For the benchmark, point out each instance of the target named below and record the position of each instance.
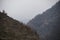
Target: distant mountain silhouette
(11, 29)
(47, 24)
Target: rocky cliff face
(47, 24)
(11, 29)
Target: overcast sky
+ + + + +
◆ Aim of the exercise
Please retype all of the records above word for word, leaving the pictures out of your copy.

◆ Expected output
For the benchmark, point out each instance of the target named below and record the position of each instance.
Target: distant mountain silhouette
(11, 29)
(47, 24)
Target: rocky cliff face
(47, 24)
(11, 29)
Target: overcast sky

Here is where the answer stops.